• TASK SET:
(a) Decide whether each statement below agrees with the employment law update. For each, answer yes or no and quote the deciding words of the update exactly: (i) The SHARE Act took effect on January 1, 2020. (ii) The SHARE Act revives claims that lapsed under the one-year rule. (iii) Under the extended deadline, an employee has six times longer than the federal requirement to file a charge with the DFEH.
(b) Write the next part of the employment law update, picking up after its final sentence.

Solomon Ward is pleased to provide this employment law update
that may interest you and your company. Of course,
this is not an exhaustive list. We encourage you to ask specific
questions about laws that may apply to your Company. Our team is prepared to
help.
Employees’ Statute of Limitations to File Employment
Discrimination Claims in California Extended
Effective January 1, 2020, AB 9, known as the Stop Harassment
and Reporting Extension (“SHARE”) Act, extends the deadline for an employee to
file a complaint alleging employment discrimination and harassment prohibited
by California’s Fair Employment and Housing Act (“FEHA”) with the Department of
Fair Employment and Housing (“DFEH”) from one-year to three-years. As a result, an employee will have three-times as long as the current state standard and
six-times longer than the federal requirement to file a charge with the DFEH,
and, then after receipt of a right-to-sue letter from the DFEH, bring an
allegation of unlawful workplace harassment, discrimination, or civil
rights-related retaliation under the FEHA. The SHARE Act does not revive
claims otherwise lapsed under the current one-year rule.

• MATERIAL PROVIDED:
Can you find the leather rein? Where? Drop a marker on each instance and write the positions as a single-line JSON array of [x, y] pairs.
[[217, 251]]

• EXERCISE ANSWERS:
(a)
(i) Yes: "Effective January 1, 2020"
(ii) No: "The SHARE Act does not revive claims otherwise lapsed under the current one-year rule."
(iii) Yes: "six-times longer than the federal requirement to file a charge with the DFEH"

(b)
This bill, like several other recent bills (e.g., SB 1300 and
SB 820) and AB 749 discussed below, increases protections for California
workers following the #MeToo and #TimesUp movements.
Amendment to California Consumer Privacy Act (CCPA)
Last year California
enacted the California Consumer Privacy Act of 2018, which beginning January 1,
2020 grants consumers various rights regarding their personal information held
by businesses. Among other rights, consumers may request a business to disclose
specific pieces of personal information it has collected and to have
information held by that business deleted. Businesses that collect consumers’
personal information will be required to, at or before the time of collection,
inform consumers what information will be collected and the purposes for which the
information will be used.
AB 25 exempts
employers from the CCPA requirements, until January 1, 2021, regarding information
collected from employers’ applicants and employees.
However, starting
January 1, 2020, employers will be required to disclose to their applicants and
employees, at or before the time of collection, the categories of personal
information that will be collected and the purposes
for which it will be used.
Employers should
consult with their employment attorneys about potential updates to their
employment application forms and other standard forms that collects personal
information from employees or applicants.
Prohibition of Employment Arbitration
Agreements
Under AB 51, starting January 1, 2020, employers can no longer
require employees to agree to arbitrate state
discrimination claims or state Labor Code claims. This will mean mandatory
arbitration agreements in offer letters and mandatory arbitration agreements
during employment may be prohibited.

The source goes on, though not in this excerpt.